## Set of tasks
A. From the HTC earnings article, list every amount given in US dollars.
B. Answer these questions using the HTC earnings article:
(i) By what percentage did HTC's fourth-quarter 2012 net profit fall year on year?
(ii) How many analysts made the net profit forecast cited from the Thomson Reuters survey?
(iii) What cheaper product does the article say Apple might use to win back the lower end of the market?
C. Extend the HTC earnings article with a few more paragraphs.

---- Selected text

HTC is losing the smartphone sales war, with its devices continuing to be outsold by Apple (NasdaqGS: AAPL - news) 's iPhone and Samsung's Galaxy range.

The Taiwanese firm, whose phones include the Butterfly, said net profit in the fourth quarter of 2012 had missed forecasts and plunged 91% year on year.

HTC's unaudited net profit for the October to December period was $34.47m (£21.47m), down from $379.84m (£236.67m) in the same period a year earlier and $134.44m (£83.72m) in the previous quarter.

HTC, the world's fifth-largest smartphone maker, did not elaborate.

Eighteen analysts had forecast a net profit of $50.67m (£31.55m) in the quarter, according to a Thomson Reuters survey.

Last week, market research firm Strategy Analytics predicted Samsung would continue to dominate the smartphone market.

It said there would be a clash between the South Korean firm and its US rival this year, with Apple trying to claw back the lower end of the market with a cheaper "iPhone mini".

--------
---- Items

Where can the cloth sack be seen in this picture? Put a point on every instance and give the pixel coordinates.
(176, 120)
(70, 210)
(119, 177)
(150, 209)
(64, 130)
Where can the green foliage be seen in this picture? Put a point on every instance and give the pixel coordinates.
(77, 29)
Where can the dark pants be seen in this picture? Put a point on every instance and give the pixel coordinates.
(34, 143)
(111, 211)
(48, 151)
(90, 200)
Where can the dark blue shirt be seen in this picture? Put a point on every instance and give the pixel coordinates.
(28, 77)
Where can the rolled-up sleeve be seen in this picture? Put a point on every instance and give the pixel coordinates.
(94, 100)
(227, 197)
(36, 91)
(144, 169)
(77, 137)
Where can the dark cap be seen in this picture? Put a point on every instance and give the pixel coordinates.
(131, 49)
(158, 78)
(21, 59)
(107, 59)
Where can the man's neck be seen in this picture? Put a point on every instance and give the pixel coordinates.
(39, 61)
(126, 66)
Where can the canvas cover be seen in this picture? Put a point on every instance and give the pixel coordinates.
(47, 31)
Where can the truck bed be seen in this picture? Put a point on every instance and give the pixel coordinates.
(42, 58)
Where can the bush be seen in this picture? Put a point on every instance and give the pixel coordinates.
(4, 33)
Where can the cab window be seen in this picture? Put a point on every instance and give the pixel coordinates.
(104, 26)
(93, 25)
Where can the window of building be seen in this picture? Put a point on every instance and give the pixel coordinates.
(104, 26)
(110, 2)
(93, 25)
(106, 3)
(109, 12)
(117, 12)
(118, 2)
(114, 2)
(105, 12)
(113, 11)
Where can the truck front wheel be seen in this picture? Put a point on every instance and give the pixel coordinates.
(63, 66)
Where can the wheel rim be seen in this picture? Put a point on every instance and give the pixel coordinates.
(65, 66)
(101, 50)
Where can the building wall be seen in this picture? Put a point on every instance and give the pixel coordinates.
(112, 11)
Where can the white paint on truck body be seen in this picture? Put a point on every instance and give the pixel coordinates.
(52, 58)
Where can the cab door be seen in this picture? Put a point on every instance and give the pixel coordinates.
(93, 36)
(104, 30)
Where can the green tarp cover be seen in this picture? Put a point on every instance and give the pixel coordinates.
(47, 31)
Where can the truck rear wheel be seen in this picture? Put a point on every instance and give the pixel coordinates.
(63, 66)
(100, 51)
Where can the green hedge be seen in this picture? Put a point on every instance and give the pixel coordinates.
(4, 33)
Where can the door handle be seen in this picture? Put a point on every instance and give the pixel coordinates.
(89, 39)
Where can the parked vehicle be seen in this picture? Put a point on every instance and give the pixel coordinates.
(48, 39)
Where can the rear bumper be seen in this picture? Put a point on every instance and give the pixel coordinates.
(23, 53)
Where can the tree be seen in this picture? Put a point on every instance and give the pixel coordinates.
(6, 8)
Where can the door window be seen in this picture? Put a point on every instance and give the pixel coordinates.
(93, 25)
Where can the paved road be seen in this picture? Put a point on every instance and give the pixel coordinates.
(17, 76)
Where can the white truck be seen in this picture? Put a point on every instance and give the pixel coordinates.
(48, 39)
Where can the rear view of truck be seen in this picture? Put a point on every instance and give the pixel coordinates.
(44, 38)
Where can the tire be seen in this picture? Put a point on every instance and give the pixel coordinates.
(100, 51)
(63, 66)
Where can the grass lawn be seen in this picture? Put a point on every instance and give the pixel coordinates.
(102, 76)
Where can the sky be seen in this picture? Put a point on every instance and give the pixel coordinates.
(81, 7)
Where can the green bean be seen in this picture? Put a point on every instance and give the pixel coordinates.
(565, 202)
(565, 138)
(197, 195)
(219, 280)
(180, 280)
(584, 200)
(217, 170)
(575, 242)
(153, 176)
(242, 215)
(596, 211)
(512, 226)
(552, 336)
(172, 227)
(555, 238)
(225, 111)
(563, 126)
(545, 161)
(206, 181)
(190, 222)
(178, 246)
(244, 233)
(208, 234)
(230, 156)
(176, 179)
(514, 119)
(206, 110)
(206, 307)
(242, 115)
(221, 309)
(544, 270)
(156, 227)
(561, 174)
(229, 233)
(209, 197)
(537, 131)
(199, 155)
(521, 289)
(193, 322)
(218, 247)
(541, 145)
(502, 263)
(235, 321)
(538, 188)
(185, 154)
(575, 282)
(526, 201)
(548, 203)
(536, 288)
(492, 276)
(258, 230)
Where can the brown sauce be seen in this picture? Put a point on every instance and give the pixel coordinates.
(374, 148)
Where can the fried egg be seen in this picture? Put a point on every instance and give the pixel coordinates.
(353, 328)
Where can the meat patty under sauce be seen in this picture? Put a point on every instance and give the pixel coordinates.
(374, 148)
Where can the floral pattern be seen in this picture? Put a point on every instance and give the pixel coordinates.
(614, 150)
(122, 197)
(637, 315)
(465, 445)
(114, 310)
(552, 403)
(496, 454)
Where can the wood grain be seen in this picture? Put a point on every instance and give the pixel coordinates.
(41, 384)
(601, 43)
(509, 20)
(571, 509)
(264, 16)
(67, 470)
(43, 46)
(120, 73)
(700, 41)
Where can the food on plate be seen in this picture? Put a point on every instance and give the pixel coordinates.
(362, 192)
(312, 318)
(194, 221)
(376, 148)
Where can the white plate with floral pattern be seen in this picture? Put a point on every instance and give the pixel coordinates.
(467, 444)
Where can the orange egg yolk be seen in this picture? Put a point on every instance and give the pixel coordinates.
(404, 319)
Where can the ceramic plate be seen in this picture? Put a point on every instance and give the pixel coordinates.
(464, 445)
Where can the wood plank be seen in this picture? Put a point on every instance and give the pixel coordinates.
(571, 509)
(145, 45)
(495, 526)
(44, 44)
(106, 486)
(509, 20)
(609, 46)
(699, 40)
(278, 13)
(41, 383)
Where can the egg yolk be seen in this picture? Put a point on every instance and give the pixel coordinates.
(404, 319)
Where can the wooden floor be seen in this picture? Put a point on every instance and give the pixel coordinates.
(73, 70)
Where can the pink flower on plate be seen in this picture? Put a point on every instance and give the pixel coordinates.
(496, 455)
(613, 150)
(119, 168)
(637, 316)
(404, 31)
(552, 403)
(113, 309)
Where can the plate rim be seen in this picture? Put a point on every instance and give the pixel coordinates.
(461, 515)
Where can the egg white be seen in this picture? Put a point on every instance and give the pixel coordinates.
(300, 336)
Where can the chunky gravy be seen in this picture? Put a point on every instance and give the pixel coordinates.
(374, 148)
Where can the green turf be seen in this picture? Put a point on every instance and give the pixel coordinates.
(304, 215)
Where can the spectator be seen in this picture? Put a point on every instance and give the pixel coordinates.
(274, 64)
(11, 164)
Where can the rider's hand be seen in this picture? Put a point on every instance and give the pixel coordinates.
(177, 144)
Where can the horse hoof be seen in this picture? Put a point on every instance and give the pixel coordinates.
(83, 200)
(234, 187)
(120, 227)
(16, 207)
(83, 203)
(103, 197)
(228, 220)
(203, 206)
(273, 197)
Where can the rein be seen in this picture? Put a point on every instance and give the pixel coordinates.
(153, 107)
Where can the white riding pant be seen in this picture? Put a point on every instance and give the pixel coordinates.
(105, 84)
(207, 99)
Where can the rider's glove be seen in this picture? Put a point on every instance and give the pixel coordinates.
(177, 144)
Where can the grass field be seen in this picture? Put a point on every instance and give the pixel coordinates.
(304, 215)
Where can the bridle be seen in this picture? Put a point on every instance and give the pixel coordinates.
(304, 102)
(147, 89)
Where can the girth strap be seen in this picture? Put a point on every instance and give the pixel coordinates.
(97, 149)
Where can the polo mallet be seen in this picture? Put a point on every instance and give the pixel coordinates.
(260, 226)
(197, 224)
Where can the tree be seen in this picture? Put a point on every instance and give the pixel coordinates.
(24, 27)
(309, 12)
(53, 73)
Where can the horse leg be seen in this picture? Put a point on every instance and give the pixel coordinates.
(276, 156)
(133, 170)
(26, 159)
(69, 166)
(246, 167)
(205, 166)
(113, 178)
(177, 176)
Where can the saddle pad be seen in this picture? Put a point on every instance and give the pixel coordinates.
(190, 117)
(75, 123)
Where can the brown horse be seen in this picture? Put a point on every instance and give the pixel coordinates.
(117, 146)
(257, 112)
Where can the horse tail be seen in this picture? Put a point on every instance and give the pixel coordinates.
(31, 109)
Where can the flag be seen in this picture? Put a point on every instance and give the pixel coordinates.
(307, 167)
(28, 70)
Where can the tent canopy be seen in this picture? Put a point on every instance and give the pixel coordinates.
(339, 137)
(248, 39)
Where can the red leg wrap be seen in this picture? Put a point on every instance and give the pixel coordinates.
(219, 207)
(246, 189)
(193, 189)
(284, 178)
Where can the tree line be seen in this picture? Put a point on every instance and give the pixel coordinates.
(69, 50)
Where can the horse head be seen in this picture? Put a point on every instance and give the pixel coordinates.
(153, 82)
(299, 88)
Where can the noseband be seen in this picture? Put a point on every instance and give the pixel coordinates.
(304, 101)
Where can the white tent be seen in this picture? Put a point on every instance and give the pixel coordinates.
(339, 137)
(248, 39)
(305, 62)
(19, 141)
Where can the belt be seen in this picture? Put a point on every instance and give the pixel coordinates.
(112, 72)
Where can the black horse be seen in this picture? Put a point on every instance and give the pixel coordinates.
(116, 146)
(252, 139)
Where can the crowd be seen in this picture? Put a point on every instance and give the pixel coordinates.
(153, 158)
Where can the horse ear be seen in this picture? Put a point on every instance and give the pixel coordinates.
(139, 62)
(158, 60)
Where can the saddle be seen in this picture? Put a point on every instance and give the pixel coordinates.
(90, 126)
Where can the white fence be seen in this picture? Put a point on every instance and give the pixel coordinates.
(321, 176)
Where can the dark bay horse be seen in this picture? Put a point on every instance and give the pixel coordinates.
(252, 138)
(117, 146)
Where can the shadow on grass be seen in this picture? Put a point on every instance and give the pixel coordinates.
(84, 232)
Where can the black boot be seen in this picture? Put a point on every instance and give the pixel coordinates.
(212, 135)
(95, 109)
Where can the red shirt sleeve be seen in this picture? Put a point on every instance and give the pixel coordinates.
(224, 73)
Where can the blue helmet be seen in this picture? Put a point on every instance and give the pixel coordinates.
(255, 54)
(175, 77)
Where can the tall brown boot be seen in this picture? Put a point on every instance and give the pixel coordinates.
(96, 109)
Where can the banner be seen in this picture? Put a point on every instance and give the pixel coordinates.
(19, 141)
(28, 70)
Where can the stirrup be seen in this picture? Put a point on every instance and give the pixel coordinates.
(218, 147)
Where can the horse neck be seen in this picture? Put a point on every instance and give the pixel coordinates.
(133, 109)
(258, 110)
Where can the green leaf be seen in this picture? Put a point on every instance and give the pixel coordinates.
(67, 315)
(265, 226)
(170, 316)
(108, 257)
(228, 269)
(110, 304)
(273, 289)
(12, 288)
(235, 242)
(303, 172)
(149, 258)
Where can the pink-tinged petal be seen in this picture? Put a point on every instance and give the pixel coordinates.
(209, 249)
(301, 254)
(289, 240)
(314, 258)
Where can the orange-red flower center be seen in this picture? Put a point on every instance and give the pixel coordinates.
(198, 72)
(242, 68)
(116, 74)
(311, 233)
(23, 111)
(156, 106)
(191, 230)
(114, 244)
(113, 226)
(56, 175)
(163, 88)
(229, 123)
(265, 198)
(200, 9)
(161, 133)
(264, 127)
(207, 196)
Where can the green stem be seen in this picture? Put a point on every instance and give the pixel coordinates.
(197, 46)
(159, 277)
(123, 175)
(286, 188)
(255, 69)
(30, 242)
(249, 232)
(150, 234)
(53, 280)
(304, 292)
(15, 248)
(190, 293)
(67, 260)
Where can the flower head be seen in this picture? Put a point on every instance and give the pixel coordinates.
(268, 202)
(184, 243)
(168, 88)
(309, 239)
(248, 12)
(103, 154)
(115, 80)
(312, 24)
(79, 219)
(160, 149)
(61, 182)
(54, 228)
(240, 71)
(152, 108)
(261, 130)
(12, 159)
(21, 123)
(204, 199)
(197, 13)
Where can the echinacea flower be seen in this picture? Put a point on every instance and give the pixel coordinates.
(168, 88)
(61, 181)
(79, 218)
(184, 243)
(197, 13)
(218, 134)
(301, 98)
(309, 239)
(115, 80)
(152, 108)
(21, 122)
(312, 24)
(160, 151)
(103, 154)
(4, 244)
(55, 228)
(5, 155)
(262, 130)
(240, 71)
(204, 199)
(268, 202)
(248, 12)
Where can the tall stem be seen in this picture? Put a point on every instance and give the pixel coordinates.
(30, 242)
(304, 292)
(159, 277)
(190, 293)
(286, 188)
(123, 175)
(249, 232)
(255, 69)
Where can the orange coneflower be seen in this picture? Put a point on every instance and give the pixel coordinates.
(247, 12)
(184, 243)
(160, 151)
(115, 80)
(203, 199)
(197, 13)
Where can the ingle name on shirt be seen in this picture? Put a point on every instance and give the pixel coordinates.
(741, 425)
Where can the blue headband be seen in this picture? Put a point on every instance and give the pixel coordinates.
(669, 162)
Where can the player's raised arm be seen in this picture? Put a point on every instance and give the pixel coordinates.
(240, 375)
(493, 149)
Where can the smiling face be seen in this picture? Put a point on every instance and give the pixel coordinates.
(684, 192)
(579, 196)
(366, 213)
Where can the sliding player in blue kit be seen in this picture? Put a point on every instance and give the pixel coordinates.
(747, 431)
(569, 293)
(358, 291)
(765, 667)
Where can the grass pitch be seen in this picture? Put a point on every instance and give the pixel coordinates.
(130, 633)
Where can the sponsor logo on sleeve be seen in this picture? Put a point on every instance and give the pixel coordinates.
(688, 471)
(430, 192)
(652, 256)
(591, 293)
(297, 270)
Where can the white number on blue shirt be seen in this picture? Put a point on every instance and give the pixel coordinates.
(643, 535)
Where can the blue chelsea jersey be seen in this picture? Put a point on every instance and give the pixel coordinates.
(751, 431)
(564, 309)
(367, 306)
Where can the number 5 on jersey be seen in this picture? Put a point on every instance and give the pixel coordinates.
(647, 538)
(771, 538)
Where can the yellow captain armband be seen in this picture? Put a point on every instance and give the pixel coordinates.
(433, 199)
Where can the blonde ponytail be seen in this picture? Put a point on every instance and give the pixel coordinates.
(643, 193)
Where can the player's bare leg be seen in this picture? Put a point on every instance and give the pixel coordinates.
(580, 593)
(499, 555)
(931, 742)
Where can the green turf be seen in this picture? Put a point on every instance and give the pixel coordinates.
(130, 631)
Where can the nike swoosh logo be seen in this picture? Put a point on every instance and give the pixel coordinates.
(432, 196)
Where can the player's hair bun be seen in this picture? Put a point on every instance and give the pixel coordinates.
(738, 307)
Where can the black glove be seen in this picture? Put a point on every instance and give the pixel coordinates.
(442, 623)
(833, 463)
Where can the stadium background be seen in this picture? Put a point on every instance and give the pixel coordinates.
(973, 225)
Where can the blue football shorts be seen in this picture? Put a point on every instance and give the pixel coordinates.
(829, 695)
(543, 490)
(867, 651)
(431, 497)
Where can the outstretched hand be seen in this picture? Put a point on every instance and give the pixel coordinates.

--------

## Outputs in order
A.
- $34.47m
- $379.84m
- $134.44m
- $50.67m

B.
(i) 91%
(ii) Eighteen
(iii) An "iPhone mini"

C.
Meanwhile, Sharp, which makes Aquos brand TVs among other products, is projecting an operating profit in the October-March second half of its business year.

That would unlock additional funds from banks, after the struggling Japanese company won a $4.4bn (£2.7bn) bailout from its lenders in October.

Sharp had warned in November (Xetra: A0Z24E - news) that it might not be able to survive on its own after doubling its full-year net loss forecast to $5.6bn (£3.49bn).

Company president Takashi Okuda said the firm had been benefiting from higher revenues from large household appliances and a slight upturn in LCD TV sales.

Sharp shares lost more than half their value in the 2012 calendar year against a 23% rise in the Nikkei index.